━━ RECORDED INFORMATION

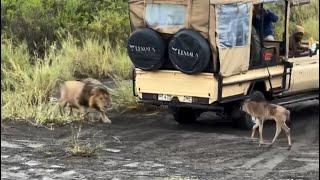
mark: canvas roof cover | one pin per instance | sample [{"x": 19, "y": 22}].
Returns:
[{"x": 204, "y": 16}]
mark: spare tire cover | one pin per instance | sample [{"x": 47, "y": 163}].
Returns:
[
  {"x": 146, "y": 49},
  {"x": 189, "y": 52}
]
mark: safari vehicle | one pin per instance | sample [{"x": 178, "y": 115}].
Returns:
[{"x": 197, "y": 56}]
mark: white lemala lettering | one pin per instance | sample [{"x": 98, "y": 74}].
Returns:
[
  {"x": 185, "y": 53},
  {"x": 142, "y": 48}
]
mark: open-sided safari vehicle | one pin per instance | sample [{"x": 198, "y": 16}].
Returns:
[{"x": 204, "y": 55}]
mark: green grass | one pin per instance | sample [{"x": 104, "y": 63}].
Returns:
[
  {"x": 27, "y": 88},
  {"x": 306, "y": 16}
]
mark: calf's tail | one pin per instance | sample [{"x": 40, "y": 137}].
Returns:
[{"x": 288, "y": 119}]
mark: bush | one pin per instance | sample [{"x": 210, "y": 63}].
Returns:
[{"x": 42, "y": 22}]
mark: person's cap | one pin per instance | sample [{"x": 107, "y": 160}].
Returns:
[{"x": 299, "y": 29}]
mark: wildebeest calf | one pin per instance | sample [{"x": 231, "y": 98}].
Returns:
[
  {"x": 262, "y": 110},
  {"x": 84, "y": 96}
]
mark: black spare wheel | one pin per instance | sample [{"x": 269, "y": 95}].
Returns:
[
  {"x": 189, "y": 52},
  {"x": 146, "y": 49}
]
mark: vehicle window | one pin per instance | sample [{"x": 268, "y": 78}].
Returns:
[
  {"x": 233, "y": 24},
  {"x": 165, "y": 15}
]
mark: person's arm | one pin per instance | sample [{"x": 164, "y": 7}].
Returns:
[{"x": 271, "y": 16}]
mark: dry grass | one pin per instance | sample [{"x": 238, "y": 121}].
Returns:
[
  {"x": 77, "y": 147},
  {"x": 27, "y": 88}
]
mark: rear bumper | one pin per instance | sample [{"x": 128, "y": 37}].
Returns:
[
  {"x": 175, "y": 83},
  {"x": 211, "y": 107}
]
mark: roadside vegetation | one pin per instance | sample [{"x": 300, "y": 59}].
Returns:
[{"x": 46, "y": 42}]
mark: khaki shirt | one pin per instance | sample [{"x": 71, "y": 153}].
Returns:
[{"x": 296, "y": 46}]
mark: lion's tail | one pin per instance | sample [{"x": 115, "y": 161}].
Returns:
[{"x": 288, "y": 119}]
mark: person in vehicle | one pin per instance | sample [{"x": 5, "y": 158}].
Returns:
[
  {"x": 268, "y": 18},
  {"x": 296, "y": 47}
]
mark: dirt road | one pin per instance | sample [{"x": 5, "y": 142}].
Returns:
[{"x": 154, "y": 146}]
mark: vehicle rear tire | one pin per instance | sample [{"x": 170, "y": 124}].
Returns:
[
  {"x": 184, "y": 115},
  {"x": 244, "y": 120}
]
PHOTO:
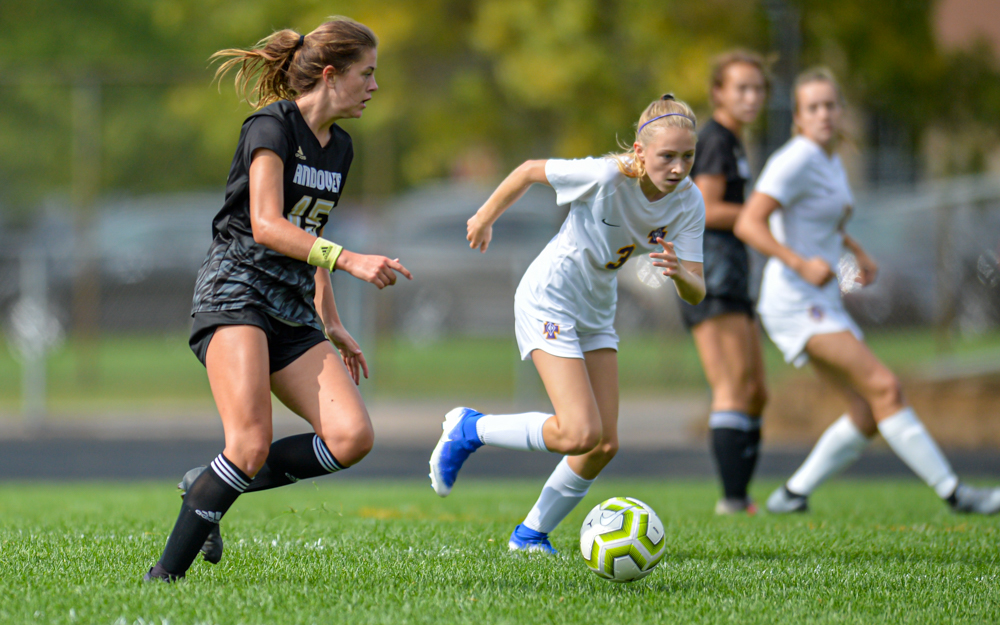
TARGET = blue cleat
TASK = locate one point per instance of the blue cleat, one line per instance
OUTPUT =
(528, 540)
(453, 448)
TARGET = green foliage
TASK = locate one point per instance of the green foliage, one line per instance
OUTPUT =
(504, 79)
(377, 552)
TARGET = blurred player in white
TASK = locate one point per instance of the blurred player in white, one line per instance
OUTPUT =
(641, 201)
(723, 325)
(804, 196)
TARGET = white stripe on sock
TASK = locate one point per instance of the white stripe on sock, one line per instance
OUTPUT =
(908, 437)
(733, 420)
(562, 491)
(324, 456)
(840, 445)
(226, 473)
(514, 431)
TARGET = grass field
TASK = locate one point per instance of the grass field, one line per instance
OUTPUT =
(375, 552)
(143, 372)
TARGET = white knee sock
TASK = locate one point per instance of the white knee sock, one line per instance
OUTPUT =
(516, 431)
(913, 444)
(840, 445)
(563, 490)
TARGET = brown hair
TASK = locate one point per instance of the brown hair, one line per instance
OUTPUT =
(681, 116)
(733, 57)
(279, 68)
(815, 74)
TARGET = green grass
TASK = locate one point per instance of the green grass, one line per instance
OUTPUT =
(376, 552)
(159, 372)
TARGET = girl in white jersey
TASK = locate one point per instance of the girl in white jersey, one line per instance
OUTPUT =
(638, 202)
(804, 193)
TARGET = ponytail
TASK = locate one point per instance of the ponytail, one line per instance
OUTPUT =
(285, 64)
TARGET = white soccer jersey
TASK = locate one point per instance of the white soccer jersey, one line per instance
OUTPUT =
(573, 279)
(815, 199)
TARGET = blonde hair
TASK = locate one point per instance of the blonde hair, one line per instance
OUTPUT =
(680, 116)
(735, 57)
(286, 64)
(815, 74)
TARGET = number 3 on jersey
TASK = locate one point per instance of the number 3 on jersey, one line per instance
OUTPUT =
(623, 254)
(311, 222)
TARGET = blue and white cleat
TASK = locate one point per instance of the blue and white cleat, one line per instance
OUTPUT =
(528, 540)
(453, 448)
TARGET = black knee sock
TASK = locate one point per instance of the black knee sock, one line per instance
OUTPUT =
(292, 459)
(735, 443)
(205, 502)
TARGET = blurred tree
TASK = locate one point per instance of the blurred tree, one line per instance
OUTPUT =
(481, 81)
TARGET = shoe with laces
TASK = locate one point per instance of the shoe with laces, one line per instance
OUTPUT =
(211, 550)
(456, 443)
(783, 501)
(968, 499)
(157, 573)
(530, 541)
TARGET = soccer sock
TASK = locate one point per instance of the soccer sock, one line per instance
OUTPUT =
(563, 490)
(735, 441)
(517, 431)
(840, 445)
(292, 459)
(205, 502)
(907, 437)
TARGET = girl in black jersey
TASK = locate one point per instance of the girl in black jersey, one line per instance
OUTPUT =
(263, 305)
(723, 325)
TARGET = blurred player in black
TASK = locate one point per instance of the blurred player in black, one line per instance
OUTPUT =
(723, 324)
(264, 312)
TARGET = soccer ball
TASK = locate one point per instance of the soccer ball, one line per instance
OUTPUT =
(622, 539)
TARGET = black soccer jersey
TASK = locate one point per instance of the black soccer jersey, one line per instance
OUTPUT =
(239, 272)
(726, 264)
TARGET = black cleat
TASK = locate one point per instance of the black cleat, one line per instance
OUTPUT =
(970, 500)
(159, 574)
(212, 549)
(784, 501)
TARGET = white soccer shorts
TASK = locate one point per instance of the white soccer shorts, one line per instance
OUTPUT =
(557, 337)
(790, 325)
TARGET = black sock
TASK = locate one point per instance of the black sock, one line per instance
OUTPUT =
(735, 443)
(292, 459)
(205, 502)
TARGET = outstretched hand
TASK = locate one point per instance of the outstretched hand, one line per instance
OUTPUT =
(816, 271)
(667, 259)
(479, 234)
(867, 270)
(378, 270)
(350, 351)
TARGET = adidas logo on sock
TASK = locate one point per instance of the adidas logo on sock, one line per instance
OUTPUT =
(210, 516)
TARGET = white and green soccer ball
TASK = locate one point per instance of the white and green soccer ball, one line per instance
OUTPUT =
(622, 539)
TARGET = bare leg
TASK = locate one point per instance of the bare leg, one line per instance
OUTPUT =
(237, 364)
(729, 347)
(572, 478)
(318, 388)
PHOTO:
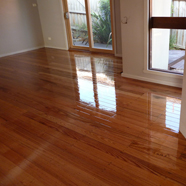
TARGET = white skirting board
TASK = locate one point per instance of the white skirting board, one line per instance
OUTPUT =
(56, 47)
(21, 51)
(152, 80)
(30, 49)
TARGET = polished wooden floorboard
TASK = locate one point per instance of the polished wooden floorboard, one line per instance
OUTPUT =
(69, 118)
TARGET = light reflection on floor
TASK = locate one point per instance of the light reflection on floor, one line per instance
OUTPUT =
(172, 114)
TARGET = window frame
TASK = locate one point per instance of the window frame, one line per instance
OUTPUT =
(162, 23)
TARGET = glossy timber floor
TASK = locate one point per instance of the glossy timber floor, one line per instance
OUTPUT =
(69, 118)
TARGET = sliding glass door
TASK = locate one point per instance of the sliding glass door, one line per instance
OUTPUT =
(89, 25)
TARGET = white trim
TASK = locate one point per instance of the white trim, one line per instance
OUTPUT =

━━━━

▸ TASK PROMPT: Using the records above, filter out every line that lacks the string "jersey" and copy the rest.

▸ ANSWER BOX:
TARGET = girl in white jersey
TASK = locate one point per instance of the girl in white jersey, one line per instance
TARGET = white soccer jersey
TASK = locate one point per instance of the white soccer jersey, one line per instance
TARGET = number 3 on jersey
TASK = locate one point per instance of the number 3 on jersey, one line per instance
TARGET = girl in black jersey
TASK = locate one point per instance of the girl in black jersey, one line per instance
TARGET = black soccer jersey
TASK = locate one point per instance of the black soccer jersey, one line per instance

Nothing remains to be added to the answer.